begin Extracted records

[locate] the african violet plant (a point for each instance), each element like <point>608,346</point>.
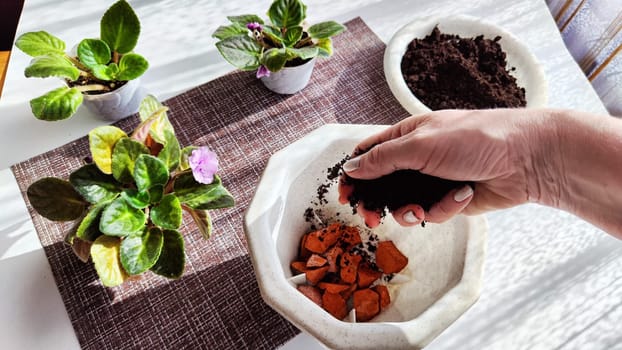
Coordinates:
<point>102,65</point>
<point>128,201</point>
<point>249,43</point>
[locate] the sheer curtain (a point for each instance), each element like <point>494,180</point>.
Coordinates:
<point>592,31</point>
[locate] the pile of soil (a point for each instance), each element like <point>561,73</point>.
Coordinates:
<point>446,71</point>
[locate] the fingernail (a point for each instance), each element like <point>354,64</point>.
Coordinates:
<point>464,193</point>
<point>410,217</point>
<point>352,164</point>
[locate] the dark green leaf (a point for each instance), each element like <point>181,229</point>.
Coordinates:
<point>243,20</point>
<point>105,255</point>
<point>138,200</point>
<point>224,32</point>
<point>57,104</point>
<point>124,155</point>
<point>325,47</point>
<point>93,52</point>
<point>52,65</point>
<point>304,53</point>
<point>167,214</point>
<point>132,66</point>
<point>201,196</point>
<point>203,221</point>
<point>88,230</point>
<point>171,151</point>
<point>105,72</point>
<point>287,13</point>
<point>121,219</point>
<point>241,51</point>
<point>140,252</point>
<point>274,59</point>
<point>149,171</point>
<point>172,260</point>
<point>56,199</point>
<point>156,193</point>
<point>81,249</point>
<point>101,143</point>
<point>94,185</point>
<point>120,27</point>
<point>185,153</point>
<point>292,36</point>
<point>325,30</point>
<point>40,43</point>
<point>273,33</point>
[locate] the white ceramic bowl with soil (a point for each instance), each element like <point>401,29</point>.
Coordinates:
<point>442,278</point>
<point>528,72</point>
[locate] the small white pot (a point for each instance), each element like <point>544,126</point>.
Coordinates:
<point>290,80</point>
<point>115,105</point>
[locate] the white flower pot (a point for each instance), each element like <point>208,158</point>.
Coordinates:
<point>118,104</point>
<point>290,80</point>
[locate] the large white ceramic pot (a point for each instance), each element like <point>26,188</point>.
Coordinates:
<point>115,105</point>
<point>290,80</point>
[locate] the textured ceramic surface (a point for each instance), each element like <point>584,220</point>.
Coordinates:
<point>441,281</point>
<point>290,80</point>
<point>117,104</point>
<point>529,74</point>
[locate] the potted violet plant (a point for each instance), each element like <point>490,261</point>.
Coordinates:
<point>103,73</point>
<point>127,201</point>
<point>283,52</point>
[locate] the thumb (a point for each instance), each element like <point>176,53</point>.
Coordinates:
<point>382,159</point>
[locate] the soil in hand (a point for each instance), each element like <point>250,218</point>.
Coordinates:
<point>399,188</point>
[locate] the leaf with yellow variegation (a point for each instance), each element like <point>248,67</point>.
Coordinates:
<point>101,142</point>
<point>105,254</point>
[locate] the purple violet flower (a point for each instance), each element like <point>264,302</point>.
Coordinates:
<point>254,26</point>
<point>204,164</point>
<point>263,72</point>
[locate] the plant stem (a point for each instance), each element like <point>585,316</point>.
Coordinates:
<point>77,63</point>
<point>91,87</point>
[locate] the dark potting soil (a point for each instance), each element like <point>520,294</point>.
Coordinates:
<point>109,85</point>
<point>400,188</point>
<point>388,192</point>
<point>446,71</point>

end Extracted records

Copy out every row above word for word, leaving out the picture.

[locate] the african violet plant (a point for each instance), each element like <point>608,346</point>.
Coordinates:
<point>102,65</point>
<point>128,201</point>
<point>249,43</point>
[locate] the sheer curtain (a point for each instance), each element like <point>494,180</point>.
Coordinates:
<point>592,31</point>
[locate] the pile of soil (a point for each instance), each element like <point>561,73</point>.
Coordinates:
<point>446,71</point>
[locate] the fingernail (a point for each instance), each element like <point>354,64</point>.
Coordinates:
<point>464,193</point>
<point>410,217</point>
<point>352,164</point>
[locate] the dark green leaf (a point for each instance), each element like <point>181,229</point>.
Coordinates:
<point>243,20</point>
<point>105,255</point>
<point>138,200</point>
<point>224,32</point>
<point>57,104</point>
<point>124,155</point>
<point>325,47</point>
<point>93,52</point>
<point>52,65</point>
<point>304,53</point>
<point>167,214</point>
<point>132,66</point>
<point>201,196</point>
<point>203,221</point>
<point>88,230</point>
<point>171,151</point>
<point>105,72</point>
<point>287,13</point>
<point>121,219</point>
<point>241,51</point>
<point>140,252</point>
<point>274,59</point>
<point>149,171</point>
<point>172,260</point>
<point>56,199</point>
<point>156,193</point>
<point>81,249</point>
<point>101,143</point>
<point>94,185</point>
<point>120,27</point>
<point>185,153</point>
<point>292,36</point>
<point>325,30</point>
<point>40,43</point>
<point>273,33</point>
[locate] the white ceramic bowl with soil (a point for each instance), each element like <point>401,29</point>.
Coordinates:
<point>442,278</point>
<point>528,72</point>
[locate] the small white pot (a point for each instance), each element like <point>544,126</point>.
Coordinates:
<point>290,80</point>
<point>115,105</point>
[locate] the white flower pot (a point for each instance), each element like <point>208,158</point>.
Coordinates:
<point>118,104</point>
<point>290,80</point>
[locate] the large white ceramic pot (a point for each instance), each element like <point>26,188</point>.
Coordinates:
<point>115,105</point>
<point>290,80</point>
[locate] the textured ceramic surface (a point for each instance), each element like <point>584,220</point>.
Coordinates:
<point>441,281</point>
<point>290,80</point>
<point>117,104</point>
<point>529,74</point>
[locate] the potted violet plant (a point for each instance), each element like <point>490,261</point>.
Coordinates:
<point>103,73</point>
<point>127,201</point>
<point>283,52</point>
[locate] the thumb (a point for each instance), each element like <point>176,53</point>.
Coordinates:
<point>382,159</point>
[locate] the soil in hand (a point for each instance), each element like <point>250,218</point>.
Coordinates:
<point>399,188</point>
[locate] the leaf with yellow variegation (a point for each instance), each element like <point>248,67</point>.
Coordinates:
<point>101,142</point>
<point>105,254</point>
[locate] the purple violet flower (a point for each instance), each element like <point>264,302</point>.
Coordinates:
<point>254,26</point>
<point>204,164</point>
<point>263,72</point>
[locate] the plant stem (a point for each instance), each element like <point>585,316</point>.
Coordinates:
<point>77,63</point>
<point>91,87</point>
[locate] the dark potting soil (a point for each instance), each element like <point>520,294</point>.
Coordinates:
<point>109,85</point>
<point>400,188</point>
<point>388,192</point>
<point>446,71</point>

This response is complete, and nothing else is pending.